• Metin parçası:
Dağıtılmış liderliğe böyle coşkulu bir tepkinin oluşmasında Gronn’e (2006) göre iki önemli etmen vardır. Birincisi, okullarda giderek karmaşıklaşan iş ve etkinlikler okul liderlerine rahat vermeyerek “yönetimin dilini” “liderin diliyle” değiştirmektedir (s. 3). Yani, yöneticinin veya idarenin geleneksel rolü yetersiz kalmaktadır. Yeni liderlik kavramı değişim ve yenilik fikrine dayanmaktadır. İkincisi, okul örgütlerinde yenilik ve gelişme için gerekli bütün umut ve beklentiler liderin “süper” veya “olağanüstü”

özelliklere sahip konumuna bel bağladığında, liderlik rollerini dolduran “karizmatik kahramanın” yetersizliği, liderliğin dağılmış bir biçimi olan “karşıt-liderlik” görüşünü yaratmaktadır (Gronn, 2003a).

Batıda dağıtılmış liderliğin eğitim örgütlerinde fazlasıyla popüler olmasından ve politik anlamda çağdaş reformlar yapılmasından hareketle, Hartley (2007) ise dağıtılmış liderliğin politik, kültürel ve ekonomik olmak üzere üç perspektiften ortaya çıktığını savunmaktadır. Politik açıdan, dağıtılmış liderliğin eğitim hizmetinin aşağı

kademelerinde olanlar için devleti daha iyi hizmete zorlayarak kamusal hizmet reformu yapılabilmesinde tipik bir örnek teşkil etmesi söz konusudur. Bu aşağıdan yukarıya doğru olan stratejiyle, devlet hizmetinin içinde olanlara tercih ve kişiselleşme olanağı sunarak onları maddi açıdan destekleyebilmekte ve kullanıcıların haklarını

koruyabilmektedir.

Dağıtılmış liderlik sistem düzeyinde ise, okullarda iş odaklı eğitimsel etkinliklerde uzmanlaşmaya odaklanarak, okulların şahsi ihtiyaç ve çözümlerini gözeterek ve iş gücünde yeni bir model uygulayarak okul performanslarını geliştirmesiyle yankı bulmuştur (Leadbeater, 2004; Tabberer, 2005). Örgütlenmiş sosyal yapıdan ağ kültürüne doğru kayan dönüşüm “akıcı moderniteyi” öne çıkararak bürokratik “katı moderniteyle” yer değiştirmiştir (Bauman, 2000). Dağıtılmış liderlik, kültürel perspektiften ele alındığında bu dönüşümde kolaylaştırıcı olarak hizmet etmektedir. Liderliğin kurumlar içinde ve kurumlar arasındaki vekiller veya etkili olan bireyler arasında dağılması zamanın esnek “akıcı modernitesini” böylelikle desteklemektedir (Hartley, 2007). Ekonomik açıdan ise, ortaya çıkan yeni iş düzeni bilgili, tecrübeli veya öğrenen işçiyi de içine alan yeni bir ekonomi yaratmaktadır (Gee, Hull ve Lankshear, 1996). Bu noktada dağıtılmış liderliğin eğitim alanında gün yüzüne çıkışı, okul

çalışanları için yeni düzenle örtüşen pedagoji ve yönetim bilgisinin öğrenilmesinde bir alt yapı oluşturmaktadır. Yani, kamusal hizmetlerde yapılan çağdaş reformlar eğitim

(28)

• Verilen bilgiler:

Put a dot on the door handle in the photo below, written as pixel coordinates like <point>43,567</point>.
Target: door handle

---

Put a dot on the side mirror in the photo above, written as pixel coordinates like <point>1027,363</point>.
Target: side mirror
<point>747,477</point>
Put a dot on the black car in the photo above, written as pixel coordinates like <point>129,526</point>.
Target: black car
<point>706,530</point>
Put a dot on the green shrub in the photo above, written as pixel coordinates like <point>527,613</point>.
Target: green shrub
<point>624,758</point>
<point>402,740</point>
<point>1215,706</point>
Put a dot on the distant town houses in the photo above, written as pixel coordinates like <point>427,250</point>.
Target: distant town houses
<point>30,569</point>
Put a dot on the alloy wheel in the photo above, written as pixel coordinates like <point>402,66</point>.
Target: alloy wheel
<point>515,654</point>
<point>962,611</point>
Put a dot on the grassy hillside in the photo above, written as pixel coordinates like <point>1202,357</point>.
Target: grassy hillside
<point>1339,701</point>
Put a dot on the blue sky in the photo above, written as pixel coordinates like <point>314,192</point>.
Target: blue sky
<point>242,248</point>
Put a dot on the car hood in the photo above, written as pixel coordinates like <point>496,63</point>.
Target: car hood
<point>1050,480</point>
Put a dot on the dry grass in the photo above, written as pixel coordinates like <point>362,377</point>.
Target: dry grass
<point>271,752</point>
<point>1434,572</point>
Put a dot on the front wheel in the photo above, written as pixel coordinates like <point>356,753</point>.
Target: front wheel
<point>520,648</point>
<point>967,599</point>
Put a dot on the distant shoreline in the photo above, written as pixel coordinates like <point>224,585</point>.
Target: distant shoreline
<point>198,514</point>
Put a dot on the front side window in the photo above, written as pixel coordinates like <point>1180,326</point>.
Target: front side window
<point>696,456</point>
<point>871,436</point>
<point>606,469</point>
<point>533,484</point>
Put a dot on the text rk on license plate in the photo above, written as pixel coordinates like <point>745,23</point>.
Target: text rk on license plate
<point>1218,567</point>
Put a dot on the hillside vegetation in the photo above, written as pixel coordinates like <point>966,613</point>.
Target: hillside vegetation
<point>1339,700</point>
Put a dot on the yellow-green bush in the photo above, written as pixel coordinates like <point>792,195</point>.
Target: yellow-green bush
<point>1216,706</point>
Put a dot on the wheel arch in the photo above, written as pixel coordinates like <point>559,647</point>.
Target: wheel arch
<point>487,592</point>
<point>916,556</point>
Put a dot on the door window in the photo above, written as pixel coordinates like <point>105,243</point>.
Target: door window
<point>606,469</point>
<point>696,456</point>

• Yönerge: Metin parçasına göre Hartley (2007), dağıtılmış liderliğin hangi üç perspektiften ortaya çıktığını savunmaktadır? Buradaki satırların metin parçasıyla hiçbir ilgisi yoktur.

• Alıştırma sonucu: Politik, kültürel ve ekonomik perspektiflerden.